Начинаются новая жизнь и личное счастье, окрыляющее в борьбе. Я вижу себя затем среди небоскребов США, на маленьких фермах, затерянных в южных штатах, в Африке, в Египте. Наконец, новый вихрь — вторая мировая война, буря, сорвавшая меня с места, погубившая все то личное, что было создано за многие годы и казалось вечным.
И кажется мне порой, что я, подобно герою Уэллса из книги «Когда спящий проснется», очнулся через сотни лет и вижу кругом сверканье новой, радостной жизни. Но в ней уже нет никого из тех, кого я любил, с кем жил, потому что меня от них отделяют сотни лет.
Путь на родину для меня явился путем к новой жизни, которую следовало строить заново. Справлюсь ли я с этой задачей? И жизнь уже не та, и я не тот, но молодость души упорно восстает и борется против арифметики лет.

Учебный материал:
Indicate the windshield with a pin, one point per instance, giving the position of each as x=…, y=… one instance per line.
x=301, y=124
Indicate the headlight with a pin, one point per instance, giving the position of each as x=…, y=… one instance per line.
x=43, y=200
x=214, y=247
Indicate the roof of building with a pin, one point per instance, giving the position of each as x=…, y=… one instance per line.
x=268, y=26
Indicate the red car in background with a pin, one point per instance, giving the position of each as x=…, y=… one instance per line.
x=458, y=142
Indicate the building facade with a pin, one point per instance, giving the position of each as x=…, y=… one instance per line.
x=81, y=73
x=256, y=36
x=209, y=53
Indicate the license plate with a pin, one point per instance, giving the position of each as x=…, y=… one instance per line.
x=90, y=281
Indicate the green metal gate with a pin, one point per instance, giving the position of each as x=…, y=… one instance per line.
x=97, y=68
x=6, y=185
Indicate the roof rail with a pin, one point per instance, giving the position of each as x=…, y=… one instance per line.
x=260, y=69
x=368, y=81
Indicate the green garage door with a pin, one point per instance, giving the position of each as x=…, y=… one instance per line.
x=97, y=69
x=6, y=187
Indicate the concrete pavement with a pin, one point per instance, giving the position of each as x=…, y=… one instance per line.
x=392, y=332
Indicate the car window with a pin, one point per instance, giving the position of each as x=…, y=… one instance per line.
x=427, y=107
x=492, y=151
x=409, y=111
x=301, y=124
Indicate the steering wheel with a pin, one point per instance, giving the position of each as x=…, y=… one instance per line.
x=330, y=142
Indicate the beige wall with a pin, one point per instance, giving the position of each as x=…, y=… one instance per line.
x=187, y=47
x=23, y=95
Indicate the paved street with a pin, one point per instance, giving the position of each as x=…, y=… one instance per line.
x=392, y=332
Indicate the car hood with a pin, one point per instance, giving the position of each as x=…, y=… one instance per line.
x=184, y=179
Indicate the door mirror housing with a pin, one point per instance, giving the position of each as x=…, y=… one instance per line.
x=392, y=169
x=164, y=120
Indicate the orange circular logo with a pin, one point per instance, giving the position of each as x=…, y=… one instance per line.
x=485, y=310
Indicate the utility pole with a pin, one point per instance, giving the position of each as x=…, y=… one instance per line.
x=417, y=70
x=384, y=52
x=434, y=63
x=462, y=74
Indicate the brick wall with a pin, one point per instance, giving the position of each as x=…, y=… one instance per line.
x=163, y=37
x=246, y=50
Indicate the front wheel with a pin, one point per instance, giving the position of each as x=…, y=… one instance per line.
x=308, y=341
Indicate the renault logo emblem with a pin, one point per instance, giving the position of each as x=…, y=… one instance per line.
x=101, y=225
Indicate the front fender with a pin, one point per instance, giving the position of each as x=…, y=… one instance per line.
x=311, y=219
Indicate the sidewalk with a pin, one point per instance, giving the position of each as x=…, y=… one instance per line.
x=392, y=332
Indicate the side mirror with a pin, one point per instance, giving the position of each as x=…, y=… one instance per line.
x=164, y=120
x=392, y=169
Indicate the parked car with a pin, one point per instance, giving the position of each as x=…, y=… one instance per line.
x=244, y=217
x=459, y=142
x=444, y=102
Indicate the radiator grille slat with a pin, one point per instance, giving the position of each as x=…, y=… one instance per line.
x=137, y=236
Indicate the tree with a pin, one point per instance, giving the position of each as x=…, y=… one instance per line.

Условие задания:
Допишите отрывок о возвращении на родину, начав сразу после его последнего предложения. Пункты взяты из другого источника.

Поле ответа:
Вечная, непрерывная борьба за жизнь, страстное желание жить, чтобы увидеть победу над фашизмом, напомнили мне один из эпизодов моей жизни. Он произошел со мною здесь, на ласковом, солнечном Средиземном море более 35 лет назад. Молодым, только что получившим звание врача, я плыл из Марселя в Салоники на военном транспорте. Империалистическая война была в самом разгаре. Каждый день подводные лодки немцев топили в море суда союзников. Наш транспорт также был взорван торпедой. Раненый, со сломанной ногой, я успел спрыгнуть в воду. Через несколько минут большое судно в 11 тысяч тонн водоизмещения затонуло.
На меня набегали волны, тянули вглубь. Я с трудом плыл, поддерживаемый спасательным нагрудником.
Захлебываясь, глотая соленую, смешанную с маслом и нефтью воду, я плыл, плыл, неизвестно куда. До берега были сотни километров. Я пробовал кричать, но из-за ветра никто не мог меня слышать. И никто не видел меня, мелькавшего, подобно соломинке, на огромном пространстве воды, между волнами…
Зашло солнце, быстро опустилась южная ночь на все сильнее и сильнее волновавшееся море. Я уже не чувствовал боли в сломанной ноге, не ощущал холода ноябрьской воды, меня захлестывало, и я не мог дышать. Шли минуты, часы, никто меня не спасал. Порой я тонул, но, как только мысленно решал «не противиться судьбе» и соленая вода набиралась в рот, снова со всей силой пробуждалась жажда и воля к жизни. Я выплевывал воду и снова плыл, каждый раз заново возвращаясь к жизни.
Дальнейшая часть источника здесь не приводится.